Task:
Quote the passage from the text on Bangladesh's new government word for word, starting at "That encapsulates Rahman’s" and ending at "broader economic reset.".

As published in

Elections in February 2026 marked the start of a new era for Bangladesh, as the country moved from interim administration to an elected government with a renewed policy mandate. In his first address to the nation, Prime Minister Tarique Rahman set out priorities centred on economic revival, depoliticising institutions and the rule of law, while also pledging equal rights for all citizens and greater inclusivity. “We have to ensure good governance,” Rahman said. “We want to have an economy where everyone, based on their qualifications and merit, can do business, trade and thrive.”
That encapsulates Rahman’s wider message that the next stage of development will depend on expanding opportunity and creating a more competitive business environment. Prior to the election, Rahman set a target of creating 10 million new jobs through comprehensive reforms in banking, insurance and capital markets, increased domestic and foreign investment and revitalised regional economies. “Key sectors have been identified, and specific strategies have been formulated to create new employment opportunities,” he said. In conjunction with initiatives to support growth in areas ranging from traditional products to content creation, it signals an administration seeking to use its political momentum to engineer a broader economic reset.

The government’s agenda also speaks to the priorities of Bangladesh’s business sector. Grameenphone is the country’s largest telecoms operator, serving 86 million customers, and its largest foreign investor. As the company engages in a comprehensive transformation programme, CEO Yasir Azman emphasises that a stable regulatory environment is crucial to long-term confidence. “We have rebuilt the organisation to be more forward-leaning and digital-centric,” he says. “That transformation requires belief in the country, society and the regulatory environment. We believe in Bangladesh and its potential, and our long-term commitment is forward-looking.”

(Saved entries)
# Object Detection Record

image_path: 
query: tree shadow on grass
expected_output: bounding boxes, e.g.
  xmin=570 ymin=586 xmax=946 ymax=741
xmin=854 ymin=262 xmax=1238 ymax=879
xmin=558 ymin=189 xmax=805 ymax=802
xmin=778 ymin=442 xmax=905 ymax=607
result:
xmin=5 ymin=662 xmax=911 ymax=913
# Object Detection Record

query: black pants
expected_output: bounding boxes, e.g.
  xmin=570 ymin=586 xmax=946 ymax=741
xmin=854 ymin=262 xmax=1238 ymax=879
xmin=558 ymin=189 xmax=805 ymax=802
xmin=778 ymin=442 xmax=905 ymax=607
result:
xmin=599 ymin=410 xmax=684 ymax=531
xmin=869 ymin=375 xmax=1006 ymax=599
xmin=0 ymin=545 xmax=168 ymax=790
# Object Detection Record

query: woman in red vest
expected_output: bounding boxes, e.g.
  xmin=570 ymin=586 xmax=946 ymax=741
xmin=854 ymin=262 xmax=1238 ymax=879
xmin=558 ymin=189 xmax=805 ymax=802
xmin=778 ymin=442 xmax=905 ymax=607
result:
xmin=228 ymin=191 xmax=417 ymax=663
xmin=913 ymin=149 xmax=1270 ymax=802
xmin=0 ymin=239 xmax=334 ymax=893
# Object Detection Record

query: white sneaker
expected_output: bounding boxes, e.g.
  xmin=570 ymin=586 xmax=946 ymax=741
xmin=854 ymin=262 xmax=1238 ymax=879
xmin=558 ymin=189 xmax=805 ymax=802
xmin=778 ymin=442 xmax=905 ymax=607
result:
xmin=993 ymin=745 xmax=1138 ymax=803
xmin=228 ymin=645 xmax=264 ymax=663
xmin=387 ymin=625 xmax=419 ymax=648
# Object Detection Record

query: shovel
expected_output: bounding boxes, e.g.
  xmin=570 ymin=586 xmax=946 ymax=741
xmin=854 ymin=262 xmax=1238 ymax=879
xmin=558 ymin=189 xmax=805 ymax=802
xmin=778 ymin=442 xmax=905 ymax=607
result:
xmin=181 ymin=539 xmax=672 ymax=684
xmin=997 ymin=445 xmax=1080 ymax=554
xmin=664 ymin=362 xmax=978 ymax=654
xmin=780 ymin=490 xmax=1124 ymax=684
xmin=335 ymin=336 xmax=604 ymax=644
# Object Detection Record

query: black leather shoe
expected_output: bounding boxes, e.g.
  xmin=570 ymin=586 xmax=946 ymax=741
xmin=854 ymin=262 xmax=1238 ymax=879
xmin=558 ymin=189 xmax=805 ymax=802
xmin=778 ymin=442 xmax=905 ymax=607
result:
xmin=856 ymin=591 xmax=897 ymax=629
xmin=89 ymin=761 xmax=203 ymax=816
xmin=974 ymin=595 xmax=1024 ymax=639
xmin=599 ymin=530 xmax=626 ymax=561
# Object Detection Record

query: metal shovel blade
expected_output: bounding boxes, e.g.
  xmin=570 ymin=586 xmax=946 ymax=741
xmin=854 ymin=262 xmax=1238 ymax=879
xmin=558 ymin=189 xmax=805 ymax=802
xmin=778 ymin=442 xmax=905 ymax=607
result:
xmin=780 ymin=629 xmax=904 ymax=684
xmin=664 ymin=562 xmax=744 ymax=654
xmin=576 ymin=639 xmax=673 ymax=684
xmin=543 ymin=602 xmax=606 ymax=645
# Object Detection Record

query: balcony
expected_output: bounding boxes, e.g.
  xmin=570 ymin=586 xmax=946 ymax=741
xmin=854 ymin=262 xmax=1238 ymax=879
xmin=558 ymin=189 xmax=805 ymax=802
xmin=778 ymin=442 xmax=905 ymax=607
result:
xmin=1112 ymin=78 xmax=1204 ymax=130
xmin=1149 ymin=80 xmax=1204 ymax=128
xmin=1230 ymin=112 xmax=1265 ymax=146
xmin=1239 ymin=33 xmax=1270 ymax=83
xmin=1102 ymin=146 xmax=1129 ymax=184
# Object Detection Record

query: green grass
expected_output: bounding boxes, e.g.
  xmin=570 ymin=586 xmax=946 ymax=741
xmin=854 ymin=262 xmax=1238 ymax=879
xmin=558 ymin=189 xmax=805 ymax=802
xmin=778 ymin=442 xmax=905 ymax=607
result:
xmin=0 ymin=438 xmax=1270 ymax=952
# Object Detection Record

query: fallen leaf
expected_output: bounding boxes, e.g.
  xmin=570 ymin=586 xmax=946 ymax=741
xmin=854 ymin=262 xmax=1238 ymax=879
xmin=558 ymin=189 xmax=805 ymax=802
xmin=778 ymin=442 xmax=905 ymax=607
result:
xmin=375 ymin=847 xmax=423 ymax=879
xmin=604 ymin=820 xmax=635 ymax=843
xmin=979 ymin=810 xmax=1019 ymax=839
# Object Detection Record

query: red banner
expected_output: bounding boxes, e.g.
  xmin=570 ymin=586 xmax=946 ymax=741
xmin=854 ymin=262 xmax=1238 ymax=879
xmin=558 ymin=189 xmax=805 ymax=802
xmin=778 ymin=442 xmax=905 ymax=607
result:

Written reply:
That encapsulates Rahman’s wider message that the next stage of development will depend on expanding opportunity and creating a more competitive business environment. Prior to the election, Rahman set a target of creating 10 million new jobs through comprehensive reforms in banking, insurance and capital markets, increased domestic and foreign investment and revitalised regional economies. “Key sectors have been identified, and specific strategies have been formulated to create new employment opportunities,” he said. In conjunction with initiatives to support growth in areas ranging from traditional products to content creation, it signals an administration seeking to use its political momentum to engineer a broader economic reset.